Task instructions: Copy exactly the last part of the entries, starting from the line with "Task: identify the gravel" and including the final line.

Input data: Begin

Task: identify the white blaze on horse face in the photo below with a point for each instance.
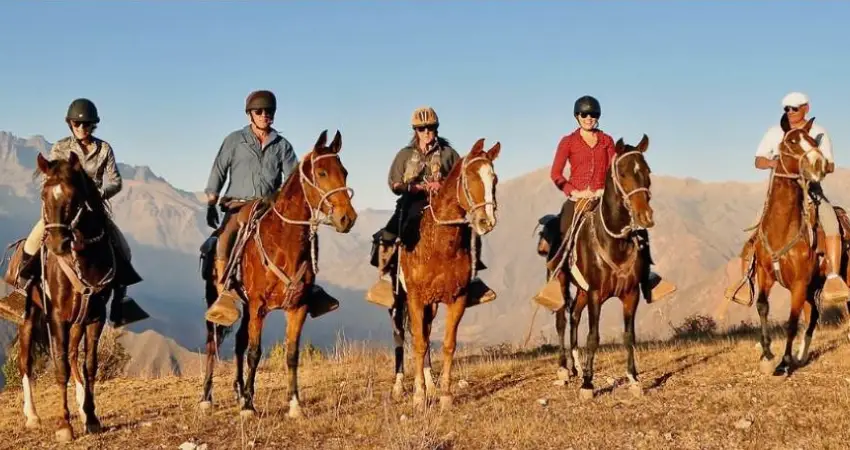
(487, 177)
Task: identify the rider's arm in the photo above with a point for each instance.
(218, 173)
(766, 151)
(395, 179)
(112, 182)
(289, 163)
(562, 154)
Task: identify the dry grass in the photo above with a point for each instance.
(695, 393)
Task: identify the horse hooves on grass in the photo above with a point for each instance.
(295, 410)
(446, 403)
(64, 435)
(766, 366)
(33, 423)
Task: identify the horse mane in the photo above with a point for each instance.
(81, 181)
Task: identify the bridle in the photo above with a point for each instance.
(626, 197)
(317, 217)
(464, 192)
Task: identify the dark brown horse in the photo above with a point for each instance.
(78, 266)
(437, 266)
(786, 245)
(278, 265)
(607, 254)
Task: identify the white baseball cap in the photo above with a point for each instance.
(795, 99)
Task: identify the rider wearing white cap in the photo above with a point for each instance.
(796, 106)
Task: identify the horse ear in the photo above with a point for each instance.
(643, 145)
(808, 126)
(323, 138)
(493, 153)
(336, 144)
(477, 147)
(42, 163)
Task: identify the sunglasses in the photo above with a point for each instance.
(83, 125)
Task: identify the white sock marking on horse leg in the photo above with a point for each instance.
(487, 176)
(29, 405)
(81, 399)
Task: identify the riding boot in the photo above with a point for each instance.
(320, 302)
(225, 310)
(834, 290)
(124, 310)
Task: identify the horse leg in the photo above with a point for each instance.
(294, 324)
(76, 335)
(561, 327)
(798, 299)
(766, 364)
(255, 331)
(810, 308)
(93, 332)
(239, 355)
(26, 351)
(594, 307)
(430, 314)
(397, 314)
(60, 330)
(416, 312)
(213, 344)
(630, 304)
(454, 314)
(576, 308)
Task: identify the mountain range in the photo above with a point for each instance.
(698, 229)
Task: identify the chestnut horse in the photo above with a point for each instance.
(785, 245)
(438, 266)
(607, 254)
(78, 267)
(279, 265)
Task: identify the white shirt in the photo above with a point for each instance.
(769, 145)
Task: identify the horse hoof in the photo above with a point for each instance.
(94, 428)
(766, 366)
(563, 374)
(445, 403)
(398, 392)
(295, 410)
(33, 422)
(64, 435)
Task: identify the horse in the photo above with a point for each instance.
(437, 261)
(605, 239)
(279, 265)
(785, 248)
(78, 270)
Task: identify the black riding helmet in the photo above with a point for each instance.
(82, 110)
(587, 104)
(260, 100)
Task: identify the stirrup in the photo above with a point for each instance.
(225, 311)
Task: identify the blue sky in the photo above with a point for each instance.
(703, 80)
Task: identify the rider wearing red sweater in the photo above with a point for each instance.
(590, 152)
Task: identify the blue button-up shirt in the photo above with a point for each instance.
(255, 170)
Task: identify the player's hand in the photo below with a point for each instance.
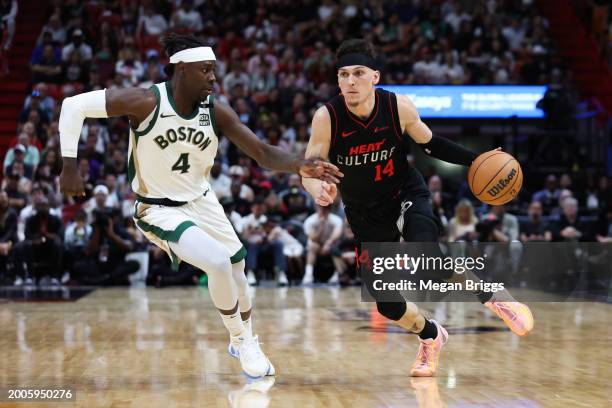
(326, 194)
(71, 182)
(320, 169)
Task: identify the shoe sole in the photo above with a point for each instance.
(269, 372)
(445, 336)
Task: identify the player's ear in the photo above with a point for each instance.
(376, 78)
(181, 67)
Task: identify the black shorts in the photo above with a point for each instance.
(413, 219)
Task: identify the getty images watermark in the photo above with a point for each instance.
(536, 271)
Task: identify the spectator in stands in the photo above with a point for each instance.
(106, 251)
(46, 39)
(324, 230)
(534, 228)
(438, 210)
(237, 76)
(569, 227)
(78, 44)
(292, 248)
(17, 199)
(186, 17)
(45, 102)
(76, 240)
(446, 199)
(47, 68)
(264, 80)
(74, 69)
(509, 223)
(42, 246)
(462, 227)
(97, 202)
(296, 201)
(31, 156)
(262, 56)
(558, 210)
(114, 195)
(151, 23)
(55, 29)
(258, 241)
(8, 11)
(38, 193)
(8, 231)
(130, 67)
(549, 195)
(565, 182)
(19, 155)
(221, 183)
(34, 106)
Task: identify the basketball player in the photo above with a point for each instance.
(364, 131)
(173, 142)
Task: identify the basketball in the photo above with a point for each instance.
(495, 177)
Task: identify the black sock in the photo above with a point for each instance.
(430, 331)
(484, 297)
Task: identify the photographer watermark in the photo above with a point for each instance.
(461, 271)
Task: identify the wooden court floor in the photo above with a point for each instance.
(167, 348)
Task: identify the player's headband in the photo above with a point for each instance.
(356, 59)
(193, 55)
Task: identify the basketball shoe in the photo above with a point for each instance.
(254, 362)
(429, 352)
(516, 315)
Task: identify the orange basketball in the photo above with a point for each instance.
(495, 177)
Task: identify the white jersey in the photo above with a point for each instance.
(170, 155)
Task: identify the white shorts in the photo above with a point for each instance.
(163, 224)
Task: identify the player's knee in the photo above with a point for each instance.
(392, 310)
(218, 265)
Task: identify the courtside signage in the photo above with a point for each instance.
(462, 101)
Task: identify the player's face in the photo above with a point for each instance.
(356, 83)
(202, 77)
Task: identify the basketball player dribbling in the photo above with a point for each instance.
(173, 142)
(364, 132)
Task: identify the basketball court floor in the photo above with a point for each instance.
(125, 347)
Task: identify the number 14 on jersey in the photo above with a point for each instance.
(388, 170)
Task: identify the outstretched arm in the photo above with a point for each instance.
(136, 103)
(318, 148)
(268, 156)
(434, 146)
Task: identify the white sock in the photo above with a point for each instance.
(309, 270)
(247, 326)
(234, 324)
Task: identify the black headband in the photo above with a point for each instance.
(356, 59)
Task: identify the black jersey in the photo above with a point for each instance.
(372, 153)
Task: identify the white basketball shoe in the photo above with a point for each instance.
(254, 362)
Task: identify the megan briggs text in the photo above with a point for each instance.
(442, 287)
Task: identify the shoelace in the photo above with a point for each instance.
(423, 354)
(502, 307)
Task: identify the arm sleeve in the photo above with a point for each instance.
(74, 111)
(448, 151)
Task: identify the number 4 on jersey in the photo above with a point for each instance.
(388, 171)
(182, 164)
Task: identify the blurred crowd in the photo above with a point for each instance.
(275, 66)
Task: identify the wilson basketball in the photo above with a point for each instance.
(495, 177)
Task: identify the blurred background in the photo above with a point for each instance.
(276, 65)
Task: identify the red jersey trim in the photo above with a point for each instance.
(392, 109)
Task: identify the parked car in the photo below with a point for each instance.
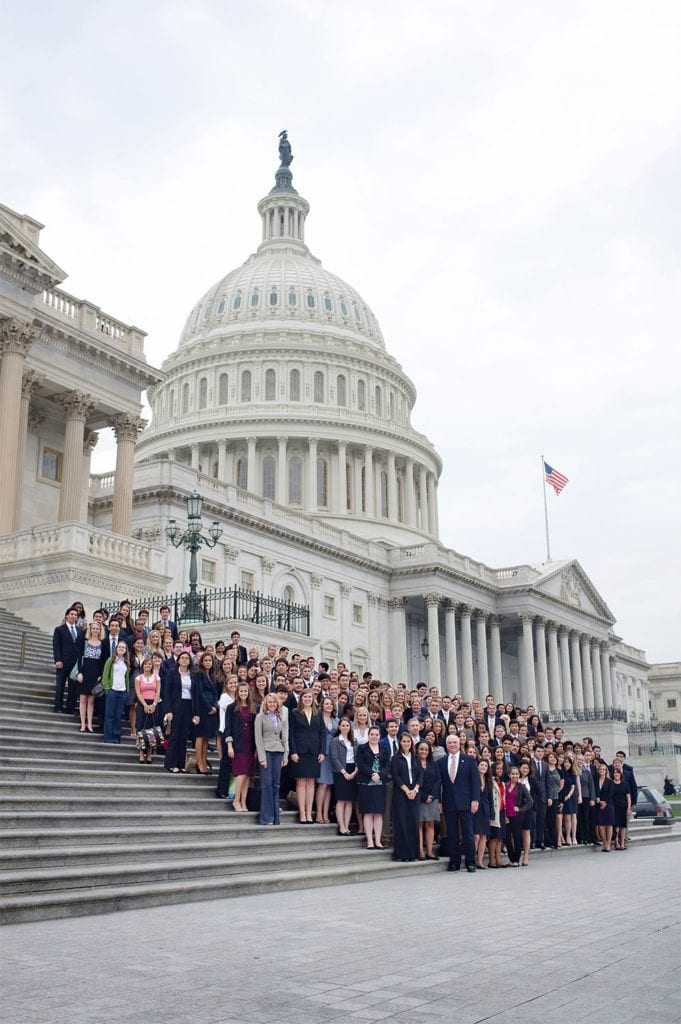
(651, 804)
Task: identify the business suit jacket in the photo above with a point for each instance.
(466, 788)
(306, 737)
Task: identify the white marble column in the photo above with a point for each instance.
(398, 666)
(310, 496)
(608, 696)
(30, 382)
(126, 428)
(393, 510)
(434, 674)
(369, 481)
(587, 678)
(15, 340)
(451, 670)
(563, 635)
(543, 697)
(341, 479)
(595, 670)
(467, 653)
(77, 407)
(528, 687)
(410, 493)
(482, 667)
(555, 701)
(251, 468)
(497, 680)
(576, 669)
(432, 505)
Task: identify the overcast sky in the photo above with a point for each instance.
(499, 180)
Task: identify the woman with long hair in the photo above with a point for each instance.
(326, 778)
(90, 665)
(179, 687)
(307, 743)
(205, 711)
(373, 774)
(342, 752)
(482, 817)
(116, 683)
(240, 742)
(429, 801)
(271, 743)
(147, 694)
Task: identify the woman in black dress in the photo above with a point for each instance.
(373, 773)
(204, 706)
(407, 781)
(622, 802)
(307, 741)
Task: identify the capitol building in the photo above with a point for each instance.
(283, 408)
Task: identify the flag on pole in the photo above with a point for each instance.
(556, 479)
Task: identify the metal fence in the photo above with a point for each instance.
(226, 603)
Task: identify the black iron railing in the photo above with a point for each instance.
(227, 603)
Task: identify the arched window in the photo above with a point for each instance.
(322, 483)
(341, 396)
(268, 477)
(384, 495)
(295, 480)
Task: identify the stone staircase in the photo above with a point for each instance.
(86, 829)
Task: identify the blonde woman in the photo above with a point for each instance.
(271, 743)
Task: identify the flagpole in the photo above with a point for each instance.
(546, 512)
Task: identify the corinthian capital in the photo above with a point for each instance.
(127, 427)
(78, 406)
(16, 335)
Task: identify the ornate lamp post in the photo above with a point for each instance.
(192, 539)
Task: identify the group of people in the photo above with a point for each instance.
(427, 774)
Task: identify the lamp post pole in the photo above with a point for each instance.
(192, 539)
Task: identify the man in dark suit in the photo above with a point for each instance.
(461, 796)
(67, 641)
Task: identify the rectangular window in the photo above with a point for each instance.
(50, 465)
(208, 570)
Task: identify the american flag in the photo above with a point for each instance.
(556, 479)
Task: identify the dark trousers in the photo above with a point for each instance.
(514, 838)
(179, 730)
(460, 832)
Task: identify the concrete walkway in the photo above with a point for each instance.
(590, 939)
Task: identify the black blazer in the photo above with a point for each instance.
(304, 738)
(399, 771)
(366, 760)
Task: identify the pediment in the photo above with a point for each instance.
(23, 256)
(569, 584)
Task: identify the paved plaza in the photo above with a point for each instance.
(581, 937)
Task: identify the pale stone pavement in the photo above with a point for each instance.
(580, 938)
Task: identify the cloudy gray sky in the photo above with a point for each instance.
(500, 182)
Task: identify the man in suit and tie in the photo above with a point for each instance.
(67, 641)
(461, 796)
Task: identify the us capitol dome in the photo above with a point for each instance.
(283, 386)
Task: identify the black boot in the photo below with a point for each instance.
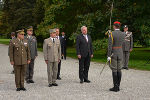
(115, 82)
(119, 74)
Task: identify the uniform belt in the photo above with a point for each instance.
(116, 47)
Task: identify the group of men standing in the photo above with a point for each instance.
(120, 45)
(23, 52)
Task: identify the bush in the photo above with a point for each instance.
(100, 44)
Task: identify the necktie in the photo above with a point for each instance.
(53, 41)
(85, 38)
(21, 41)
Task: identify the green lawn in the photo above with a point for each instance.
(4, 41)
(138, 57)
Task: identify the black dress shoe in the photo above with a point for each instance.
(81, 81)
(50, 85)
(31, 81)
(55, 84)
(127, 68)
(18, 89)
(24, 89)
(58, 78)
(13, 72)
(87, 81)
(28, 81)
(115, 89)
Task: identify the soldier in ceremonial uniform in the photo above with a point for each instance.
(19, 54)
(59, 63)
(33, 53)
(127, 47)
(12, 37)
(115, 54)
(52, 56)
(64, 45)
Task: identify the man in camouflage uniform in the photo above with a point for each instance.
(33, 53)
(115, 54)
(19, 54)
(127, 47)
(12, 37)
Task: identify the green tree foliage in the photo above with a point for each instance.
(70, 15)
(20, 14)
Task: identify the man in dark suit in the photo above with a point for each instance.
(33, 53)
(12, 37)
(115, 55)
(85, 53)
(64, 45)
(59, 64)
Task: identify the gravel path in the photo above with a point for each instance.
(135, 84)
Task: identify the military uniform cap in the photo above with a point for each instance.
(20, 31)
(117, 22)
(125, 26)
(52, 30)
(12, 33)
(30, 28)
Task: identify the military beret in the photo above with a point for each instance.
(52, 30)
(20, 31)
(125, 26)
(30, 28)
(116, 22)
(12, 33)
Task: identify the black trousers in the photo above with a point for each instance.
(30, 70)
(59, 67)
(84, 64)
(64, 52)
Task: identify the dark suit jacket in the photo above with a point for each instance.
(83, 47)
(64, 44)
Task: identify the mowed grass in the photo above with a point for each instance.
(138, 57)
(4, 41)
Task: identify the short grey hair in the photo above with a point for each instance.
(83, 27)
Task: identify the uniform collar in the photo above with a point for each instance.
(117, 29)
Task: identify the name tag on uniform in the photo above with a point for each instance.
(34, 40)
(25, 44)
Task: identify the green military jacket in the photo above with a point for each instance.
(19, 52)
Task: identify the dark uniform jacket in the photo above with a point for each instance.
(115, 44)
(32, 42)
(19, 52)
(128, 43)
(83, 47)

Input data: End

Output of the exercise:
Task: identify the gravel path in the photo above with a point for each instance.
(135, 84)
Task: identify the military uniform cap in the photo above with a point for each instance.
(20, 31)
(117, 22)
(125, 26)
(52, 30)
(12, 33)
(30, 28)
Task: identify the military beret in the photo above with a point for each instance.
(52, 30)
(20, 31)
(125, 26)
(30, 28)
(116, 22)
(12, 33)
Task: identify the black trousers in the photo above with a point for each instance.
(30, 70)
(59, 67)
(84, 64)
(64, 52)
Task: identify the dark suit jacket in the photo above with a point for each instance.
(83, 47)
(64, 44)
Task: identify the mowed grass in the photo above with a point for each instance.
(138, 57)
(4, 41)
Task: identify the short grey hair in the photo above with a point for each instance.
(83, 27)
Task: identify the uniform collar in the photo above with a point for each instance.
(117, 29)
Task: identify the name tag on uniform in the photo above with a point for each instance.
(34, 40)
(25, 44)
Task: identify the green military jacket in the photo above with a point for each instance.
(19, 52)
Task: identify the dark uniform jacket in the photo above with a point for each instance.
(115, 44)
(32, 42)
(19, 52)
(128, 43)
(83, 47)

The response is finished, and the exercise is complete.